(Stored data)
.....

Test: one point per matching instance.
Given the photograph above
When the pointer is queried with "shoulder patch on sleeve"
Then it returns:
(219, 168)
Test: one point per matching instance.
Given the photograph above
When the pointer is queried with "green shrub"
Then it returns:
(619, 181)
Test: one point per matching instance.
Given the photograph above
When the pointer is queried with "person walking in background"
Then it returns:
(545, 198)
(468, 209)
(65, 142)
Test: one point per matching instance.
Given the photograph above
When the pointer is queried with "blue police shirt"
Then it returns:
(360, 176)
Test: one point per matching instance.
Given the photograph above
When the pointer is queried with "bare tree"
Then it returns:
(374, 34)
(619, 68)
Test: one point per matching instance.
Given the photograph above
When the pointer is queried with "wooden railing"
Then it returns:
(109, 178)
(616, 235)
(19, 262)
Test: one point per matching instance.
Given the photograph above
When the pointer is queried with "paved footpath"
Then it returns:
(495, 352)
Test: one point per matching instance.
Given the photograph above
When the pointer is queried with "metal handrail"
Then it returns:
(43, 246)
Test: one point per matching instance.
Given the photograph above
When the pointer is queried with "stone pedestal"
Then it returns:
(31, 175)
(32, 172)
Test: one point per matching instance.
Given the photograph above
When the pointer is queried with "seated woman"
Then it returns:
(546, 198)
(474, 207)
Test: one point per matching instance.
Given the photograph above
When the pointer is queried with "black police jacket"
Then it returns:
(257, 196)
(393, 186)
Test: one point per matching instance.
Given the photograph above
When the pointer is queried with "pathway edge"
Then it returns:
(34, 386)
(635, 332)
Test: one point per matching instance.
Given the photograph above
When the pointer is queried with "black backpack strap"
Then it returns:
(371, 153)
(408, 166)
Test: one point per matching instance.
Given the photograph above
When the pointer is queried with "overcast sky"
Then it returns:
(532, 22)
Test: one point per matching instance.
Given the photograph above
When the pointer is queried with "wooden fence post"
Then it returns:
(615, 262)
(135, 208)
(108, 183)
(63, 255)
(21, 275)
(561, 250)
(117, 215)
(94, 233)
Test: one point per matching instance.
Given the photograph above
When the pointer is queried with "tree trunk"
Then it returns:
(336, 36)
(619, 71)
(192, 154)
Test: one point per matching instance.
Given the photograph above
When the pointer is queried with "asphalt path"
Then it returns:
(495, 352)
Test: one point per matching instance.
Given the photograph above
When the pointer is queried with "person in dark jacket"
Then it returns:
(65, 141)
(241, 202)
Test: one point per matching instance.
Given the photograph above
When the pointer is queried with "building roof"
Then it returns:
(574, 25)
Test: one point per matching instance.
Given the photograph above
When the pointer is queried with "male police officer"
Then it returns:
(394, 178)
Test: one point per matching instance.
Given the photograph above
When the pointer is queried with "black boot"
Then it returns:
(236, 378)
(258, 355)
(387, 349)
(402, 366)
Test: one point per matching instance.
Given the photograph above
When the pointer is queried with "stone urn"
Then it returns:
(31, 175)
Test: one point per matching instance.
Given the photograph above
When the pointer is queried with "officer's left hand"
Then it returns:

.....

How many lines in the data above contain the word "jacket"? Reply with the number alone.

## CORRECT ANSWER
2